_Extracted entries_:
## begin

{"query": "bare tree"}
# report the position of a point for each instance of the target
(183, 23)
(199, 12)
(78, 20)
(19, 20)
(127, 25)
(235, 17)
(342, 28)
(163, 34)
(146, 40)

## end

_Exercise objective_: Render each line of the data above as a Markdown table with a Row column holding the row number and an Entry column holding the line, skipping any blank lines.

_Exercise answer_:
| Row | Entry |
|---|---|
| 1 | {"query": "bare tree"} |
| 2 | # report the position of a point for each instance of the target |
| 3 | (183, 23) |
| 4 | (199, 12) |
| 5 | (78, 20) |
| 6 | (19, 20) |
| 7 | (127, 25) |
| 8 | (235, 17) |
| 9 | (342, 28) |
| 10 | (163, 34) |
| 11 | (146, 40) |